⟨

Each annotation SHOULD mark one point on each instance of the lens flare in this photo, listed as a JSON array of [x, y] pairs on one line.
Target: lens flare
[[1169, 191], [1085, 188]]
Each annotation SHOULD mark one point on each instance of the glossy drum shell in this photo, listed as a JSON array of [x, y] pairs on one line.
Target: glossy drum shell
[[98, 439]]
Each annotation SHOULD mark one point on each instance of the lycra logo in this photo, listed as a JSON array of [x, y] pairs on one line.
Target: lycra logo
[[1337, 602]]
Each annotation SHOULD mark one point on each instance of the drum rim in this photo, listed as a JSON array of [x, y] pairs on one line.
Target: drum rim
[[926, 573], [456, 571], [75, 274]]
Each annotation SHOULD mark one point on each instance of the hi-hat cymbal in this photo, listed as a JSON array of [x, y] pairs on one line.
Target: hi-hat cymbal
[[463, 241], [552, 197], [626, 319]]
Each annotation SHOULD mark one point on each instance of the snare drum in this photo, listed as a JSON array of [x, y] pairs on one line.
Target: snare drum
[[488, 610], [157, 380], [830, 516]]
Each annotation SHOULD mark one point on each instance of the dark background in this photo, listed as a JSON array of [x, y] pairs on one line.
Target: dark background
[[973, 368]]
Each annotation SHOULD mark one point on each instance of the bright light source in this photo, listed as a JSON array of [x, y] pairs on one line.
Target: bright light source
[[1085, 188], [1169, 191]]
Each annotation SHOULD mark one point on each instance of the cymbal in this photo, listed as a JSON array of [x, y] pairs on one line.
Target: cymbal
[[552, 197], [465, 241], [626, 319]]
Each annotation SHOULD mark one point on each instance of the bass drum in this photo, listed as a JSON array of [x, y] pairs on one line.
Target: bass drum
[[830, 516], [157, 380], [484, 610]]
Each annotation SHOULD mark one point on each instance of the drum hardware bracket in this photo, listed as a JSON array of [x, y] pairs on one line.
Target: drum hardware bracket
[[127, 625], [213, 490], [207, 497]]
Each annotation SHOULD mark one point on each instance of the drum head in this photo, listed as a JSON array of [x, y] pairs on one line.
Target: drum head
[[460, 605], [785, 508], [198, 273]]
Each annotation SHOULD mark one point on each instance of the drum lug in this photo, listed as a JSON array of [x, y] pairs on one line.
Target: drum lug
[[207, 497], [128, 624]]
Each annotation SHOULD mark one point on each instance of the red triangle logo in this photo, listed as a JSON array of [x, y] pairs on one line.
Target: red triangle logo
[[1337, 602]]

⟩

### [EXERCISE GOAL]
With the entries above as the source, set down exactly the lines from the one holding "the drum lug" through the last line, both ends included.

### [ANSWER TO THE EXERCISE]
Each annotation SHOULD mark one point on each instance of the drum lug in this photo, listed as a JSON array of [x, y] pairs on one line.
Target: drum lug
[[207, 497], [128, 624]]
Each annotation SHOULD mark one point on each instance of the red triangle logo in this photo, listed as a JSON array of [x, y] pairs on one line.
Target: red triangle logo
[[1337, 602]]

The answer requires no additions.